* **Requirements**:
Copy the lines below verbatim, starting with the line containing "sandstone canyon wall?" and continuing through the end of the items.
= = =
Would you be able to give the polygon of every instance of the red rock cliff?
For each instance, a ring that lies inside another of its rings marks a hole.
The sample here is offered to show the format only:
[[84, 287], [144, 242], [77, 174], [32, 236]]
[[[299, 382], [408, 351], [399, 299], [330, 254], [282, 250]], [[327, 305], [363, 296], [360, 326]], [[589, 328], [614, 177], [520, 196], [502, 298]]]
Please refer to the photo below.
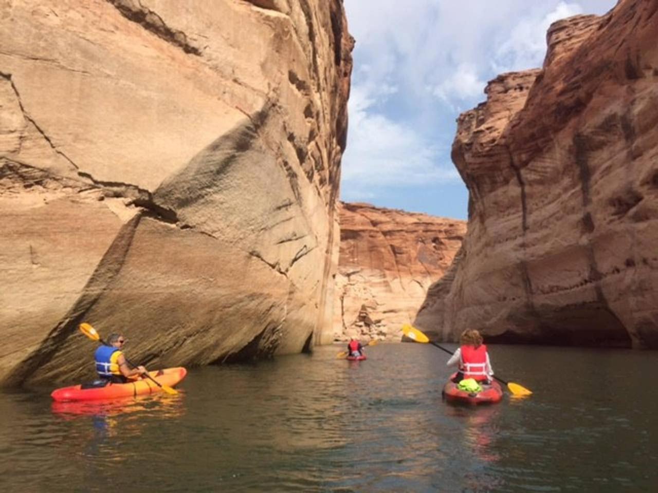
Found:
[[653, 0], [559, 21], [542, 70], [500, 76], [460, 116], [468, 232], [420, 327], [658, 348], [657, 39]]
[[466, 222], [342, 203], [335, 339], [399, 340], [450, 266]]
[[331, 340], [342, 0], [15, 0], [0, 45], [0, 383], [90, 375], [82, 321], [152, 367]]

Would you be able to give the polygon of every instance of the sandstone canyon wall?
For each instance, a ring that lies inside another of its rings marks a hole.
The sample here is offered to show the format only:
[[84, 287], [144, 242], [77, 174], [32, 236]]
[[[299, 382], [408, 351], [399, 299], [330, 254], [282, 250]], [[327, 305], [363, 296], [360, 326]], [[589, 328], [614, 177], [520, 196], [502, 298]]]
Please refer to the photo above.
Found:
= = =
* **Solution to this problem**:
Would you be able to give the polygon of every instance of the sandstone canyon wall?
For each instance, a ring that lies inside another of its rings marks a hole.
The sample here is offered to show the format only:
[[84, 287], [144, 242], [77, 174], [32, 236]]
[[[299, 382], [408, 351], [399, 299], [330, 254], [282, 250]], [[327, 305], [363, 296], [360, 326]], [[589, 328], [614, 177], [520, 196], [502, 298]]]
Please refer to the photo above.
Found:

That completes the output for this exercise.